_Problem description_. How many lines in the data below contain the word "outline"? Reply with the number alone.
══════
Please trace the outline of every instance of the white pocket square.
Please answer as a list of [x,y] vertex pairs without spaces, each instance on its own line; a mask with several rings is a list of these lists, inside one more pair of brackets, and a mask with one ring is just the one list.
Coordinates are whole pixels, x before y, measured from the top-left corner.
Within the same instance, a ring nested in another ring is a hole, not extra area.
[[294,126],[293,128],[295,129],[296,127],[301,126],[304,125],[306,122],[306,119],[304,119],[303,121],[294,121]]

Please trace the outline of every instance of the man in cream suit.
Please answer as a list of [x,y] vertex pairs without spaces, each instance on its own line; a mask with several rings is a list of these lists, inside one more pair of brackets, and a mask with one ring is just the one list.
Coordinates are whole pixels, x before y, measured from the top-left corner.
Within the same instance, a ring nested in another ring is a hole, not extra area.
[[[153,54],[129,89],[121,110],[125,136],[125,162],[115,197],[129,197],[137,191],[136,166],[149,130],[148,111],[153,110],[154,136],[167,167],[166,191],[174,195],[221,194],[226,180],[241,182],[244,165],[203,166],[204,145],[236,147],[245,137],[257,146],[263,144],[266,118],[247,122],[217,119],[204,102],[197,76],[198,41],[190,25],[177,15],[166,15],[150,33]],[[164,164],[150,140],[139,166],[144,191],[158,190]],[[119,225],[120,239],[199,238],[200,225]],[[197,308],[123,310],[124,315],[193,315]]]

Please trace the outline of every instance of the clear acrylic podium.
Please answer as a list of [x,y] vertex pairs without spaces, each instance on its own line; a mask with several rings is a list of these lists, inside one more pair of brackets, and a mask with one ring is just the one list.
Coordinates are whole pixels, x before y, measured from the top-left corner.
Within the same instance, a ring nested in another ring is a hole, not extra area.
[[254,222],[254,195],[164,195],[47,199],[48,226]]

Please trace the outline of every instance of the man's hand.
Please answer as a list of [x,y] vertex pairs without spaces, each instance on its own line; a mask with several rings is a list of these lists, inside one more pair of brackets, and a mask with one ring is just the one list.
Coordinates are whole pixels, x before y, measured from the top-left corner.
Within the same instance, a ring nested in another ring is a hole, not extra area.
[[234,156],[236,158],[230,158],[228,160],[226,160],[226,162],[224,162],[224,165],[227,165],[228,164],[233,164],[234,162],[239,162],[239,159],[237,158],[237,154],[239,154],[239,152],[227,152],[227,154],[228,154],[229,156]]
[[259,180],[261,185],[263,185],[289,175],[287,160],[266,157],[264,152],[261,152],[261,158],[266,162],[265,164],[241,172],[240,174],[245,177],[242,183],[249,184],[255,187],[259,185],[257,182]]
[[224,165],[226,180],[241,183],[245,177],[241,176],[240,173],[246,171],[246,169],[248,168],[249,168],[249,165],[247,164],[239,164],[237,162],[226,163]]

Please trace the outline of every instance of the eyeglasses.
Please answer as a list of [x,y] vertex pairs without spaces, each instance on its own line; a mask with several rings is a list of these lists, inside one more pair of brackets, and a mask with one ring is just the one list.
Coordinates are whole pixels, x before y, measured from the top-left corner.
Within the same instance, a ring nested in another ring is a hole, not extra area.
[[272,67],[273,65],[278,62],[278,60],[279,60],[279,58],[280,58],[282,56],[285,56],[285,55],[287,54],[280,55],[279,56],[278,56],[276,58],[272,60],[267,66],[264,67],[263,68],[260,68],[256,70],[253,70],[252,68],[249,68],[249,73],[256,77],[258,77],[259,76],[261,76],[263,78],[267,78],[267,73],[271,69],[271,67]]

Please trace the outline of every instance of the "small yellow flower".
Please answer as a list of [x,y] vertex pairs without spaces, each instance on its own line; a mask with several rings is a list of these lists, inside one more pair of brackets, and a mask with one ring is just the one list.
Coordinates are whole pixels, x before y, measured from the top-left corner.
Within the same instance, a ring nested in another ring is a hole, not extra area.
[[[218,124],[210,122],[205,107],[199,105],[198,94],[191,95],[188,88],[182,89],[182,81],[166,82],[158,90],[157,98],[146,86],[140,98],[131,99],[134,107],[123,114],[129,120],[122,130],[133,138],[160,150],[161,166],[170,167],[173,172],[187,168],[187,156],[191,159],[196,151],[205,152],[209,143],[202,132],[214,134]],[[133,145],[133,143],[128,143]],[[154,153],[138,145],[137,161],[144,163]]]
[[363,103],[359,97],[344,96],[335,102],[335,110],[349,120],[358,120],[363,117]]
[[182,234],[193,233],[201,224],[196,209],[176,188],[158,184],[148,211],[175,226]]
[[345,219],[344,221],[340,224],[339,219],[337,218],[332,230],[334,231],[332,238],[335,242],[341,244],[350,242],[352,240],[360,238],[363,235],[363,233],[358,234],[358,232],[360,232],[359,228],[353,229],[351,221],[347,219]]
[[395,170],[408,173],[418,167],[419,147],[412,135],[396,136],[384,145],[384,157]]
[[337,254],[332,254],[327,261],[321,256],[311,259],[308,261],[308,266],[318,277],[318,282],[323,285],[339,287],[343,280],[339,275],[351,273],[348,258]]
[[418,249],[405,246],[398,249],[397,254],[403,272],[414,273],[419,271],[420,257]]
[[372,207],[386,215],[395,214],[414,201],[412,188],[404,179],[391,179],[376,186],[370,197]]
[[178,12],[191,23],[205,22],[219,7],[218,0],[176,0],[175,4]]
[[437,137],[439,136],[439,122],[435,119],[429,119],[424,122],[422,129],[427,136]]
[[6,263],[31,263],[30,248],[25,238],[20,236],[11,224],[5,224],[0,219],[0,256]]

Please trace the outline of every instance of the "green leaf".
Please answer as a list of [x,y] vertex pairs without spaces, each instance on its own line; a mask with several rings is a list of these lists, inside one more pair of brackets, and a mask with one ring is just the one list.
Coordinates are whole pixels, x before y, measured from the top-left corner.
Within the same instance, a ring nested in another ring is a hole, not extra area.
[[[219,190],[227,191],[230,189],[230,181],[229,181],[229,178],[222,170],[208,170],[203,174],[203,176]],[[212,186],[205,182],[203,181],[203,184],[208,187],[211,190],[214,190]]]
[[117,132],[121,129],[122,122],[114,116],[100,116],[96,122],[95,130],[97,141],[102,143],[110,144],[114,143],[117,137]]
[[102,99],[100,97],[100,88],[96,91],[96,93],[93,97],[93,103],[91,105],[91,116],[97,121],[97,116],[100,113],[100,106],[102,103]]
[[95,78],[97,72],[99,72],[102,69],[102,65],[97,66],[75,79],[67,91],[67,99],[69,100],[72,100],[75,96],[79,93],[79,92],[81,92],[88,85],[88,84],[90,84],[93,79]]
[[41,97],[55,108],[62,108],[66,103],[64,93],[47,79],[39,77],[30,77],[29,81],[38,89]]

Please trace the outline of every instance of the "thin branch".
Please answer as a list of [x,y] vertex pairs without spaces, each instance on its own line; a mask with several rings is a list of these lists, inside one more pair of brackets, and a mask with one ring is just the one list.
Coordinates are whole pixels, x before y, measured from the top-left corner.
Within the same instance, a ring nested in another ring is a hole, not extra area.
══════
_Response to the exercise_. 8